> What is being asked
Quote the full listing word for word.

> Supplied data

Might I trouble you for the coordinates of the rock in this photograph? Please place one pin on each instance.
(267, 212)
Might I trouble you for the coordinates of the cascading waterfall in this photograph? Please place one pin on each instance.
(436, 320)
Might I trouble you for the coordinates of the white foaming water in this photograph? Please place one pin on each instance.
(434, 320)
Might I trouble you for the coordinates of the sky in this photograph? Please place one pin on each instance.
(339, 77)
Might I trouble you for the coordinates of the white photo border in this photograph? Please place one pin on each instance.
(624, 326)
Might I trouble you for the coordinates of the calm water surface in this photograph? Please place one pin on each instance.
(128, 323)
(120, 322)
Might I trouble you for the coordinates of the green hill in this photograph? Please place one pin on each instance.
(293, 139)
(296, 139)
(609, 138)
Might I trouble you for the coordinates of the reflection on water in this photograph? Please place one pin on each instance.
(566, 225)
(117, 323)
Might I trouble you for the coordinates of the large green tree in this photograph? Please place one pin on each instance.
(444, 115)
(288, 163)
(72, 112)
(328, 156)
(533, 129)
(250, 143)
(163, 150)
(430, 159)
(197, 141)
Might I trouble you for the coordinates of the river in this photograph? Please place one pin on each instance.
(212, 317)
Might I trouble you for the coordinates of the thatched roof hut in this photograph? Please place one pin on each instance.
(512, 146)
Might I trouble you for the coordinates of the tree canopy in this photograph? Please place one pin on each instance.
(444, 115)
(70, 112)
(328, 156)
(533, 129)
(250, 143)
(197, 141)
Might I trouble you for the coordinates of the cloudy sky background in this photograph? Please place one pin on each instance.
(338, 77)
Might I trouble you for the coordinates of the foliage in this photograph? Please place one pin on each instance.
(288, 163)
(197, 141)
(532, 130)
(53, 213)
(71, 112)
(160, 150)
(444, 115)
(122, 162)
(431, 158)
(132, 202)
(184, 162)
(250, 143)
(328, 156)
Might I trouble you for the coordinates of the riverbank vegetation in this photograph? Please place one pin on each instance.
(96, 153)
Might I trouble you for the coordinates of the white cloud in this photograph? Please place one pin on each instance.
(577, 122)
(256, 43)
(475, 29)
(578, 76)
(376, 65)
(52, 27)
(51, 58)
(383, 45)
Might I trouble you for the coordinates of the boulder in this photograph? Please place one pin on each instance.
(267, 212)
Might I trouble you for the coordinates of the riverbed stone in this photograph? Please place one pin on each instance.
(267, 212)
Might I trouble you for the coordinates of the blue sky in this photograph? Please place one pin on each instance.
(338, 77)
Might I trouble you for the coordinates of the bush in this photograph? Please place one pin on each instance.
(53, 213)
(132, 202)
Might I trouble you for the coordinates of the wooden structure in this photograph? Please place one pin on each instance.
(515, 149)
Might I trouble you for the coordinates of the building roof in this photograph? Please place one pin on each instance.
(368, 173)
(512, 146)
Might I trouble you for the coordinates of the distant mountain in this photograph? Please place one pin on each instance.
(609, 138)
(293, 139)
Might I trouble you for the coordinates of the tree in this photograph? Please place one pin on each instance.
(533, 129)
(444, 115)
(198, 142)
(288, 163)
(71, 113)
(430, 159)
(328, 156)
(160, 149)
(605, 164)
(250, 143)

> Exercise response
Might I trouble you for the coordinates of the rock in this photograph? Please place one pin on each instance.
(267, 212)
Might I trouble you for the coordinates of the cascading waterfall in this photograph? Please place one pin on each instance.
(436, 320)
Might I trouble you for the coordinates of the white foaming water in this photograph? Please place one pin on each instance.
(434, 320)
Might I trouble you for the coordinates of the sky in this photograph? Please place one pin on each instance.
(339, 77)
Might I trouble you for the coordinates of the white photo border in this photograph? Please place one pin on each instance.
(624, 326)
Might I trouble you for the coordinates of the calm water surface in this photograph? Please place one pin on each instance.
(128, 323)
(120, 322)
Might I trouble you for the coordinates of the green hill in this photograph? Please place one pin on each instance.
(293, 139)
(296, 139)
(609, 138)
Might I trouble you for the coordinates of the reflection on water in this photograph? Please place one pin on each instance.
(566, 225)
(117, 323)
Might I trouble you for the coordinates of the large green tree in this photograph? Please place one pin on each instance.
(444, 115)
(288, 163)
(72, 112)
(328, 156)
(533, 129)
(250, 143)
(163, 150)
(430, 159)
(197, 141)
Might I trouble you for the coordinates of the river in this photograph? Please place one pin on each instance.
(212, 317)
Might I trouble you for the coordinates of the thatched roof hut in this photograph? Please place one pin on each instance.
(512, 146)
Might I trouble you for the coordinates of the tree canopy in this photograph? Please place one pin on each instance.
(444, 115)
(70, 112)
(328, 156)
(533, 129)
(250, 143)
(197, 141)
Might I trouble you for the coordinates of the cloudy sky background in this photograph? Please place one pin on each instance.
(338, 77)
Might I trouble you for the coordinates of the foliage in this photograph? Please place one pin on each instance.
(288, 163)
(197, 141)
(532, 130)
(53, 213)
(71, 112)
(160, 150)
(444, 115)
(122, 162)
(431, 158)
(132, 202)
(184, 162)
(250, 143)
(328, 156)
Might I trouble you for the coordinates of the riverbank vegetation in this photograph? Please place one pin on each instance.
(96, 153)
Might I trouble you for the coordinates of the white cloud in this photograph? Please place one pin on each instance.
(577, 122)
(256, 43)
(475, 29)
(578, 76)
(376, 65)
(52, 27)
(51, 58)
(383, 45)
Might I trouble you for the coordinates of the boulder in this photograph? Please place one pin on each instance.
(267, 212)
Might I trouble you for the coordinates of the riverbed stone in this photograph? Please place one pin on each instance.
(267, 212)
Might I trouble you for the coordinates of the blue sky in this photograph? Please place one pin on each instance.
(338, 77)
Might I trouble you for the coordinates of the bush in this photograph? Please place one pin on each instance.
(53, 213)
(132, 202)
Might I trouble you for the coordinates of the wooden structure in this photograph? Please place one pin on each instance.
(515, 149)
Might I trouble you for the coordinates of the building roof in this photograph? Please place one pin on each instance.
(368, 173)
(512, 146)
Might I trouble you for the coordinates of the distant mountain in this photograph? Please place one pin on each instance.
(609, 138)
(293, 139)
Might I trouble you for the coordinates of the tree in this photograph? Please place one pin on each instance.
(533, 129)
(444, 115)
(198, 142)
(288, 163)
(71, 113)
(430, 159)
(328, 156)
(160, 149)
(605, 164)
(250, 143)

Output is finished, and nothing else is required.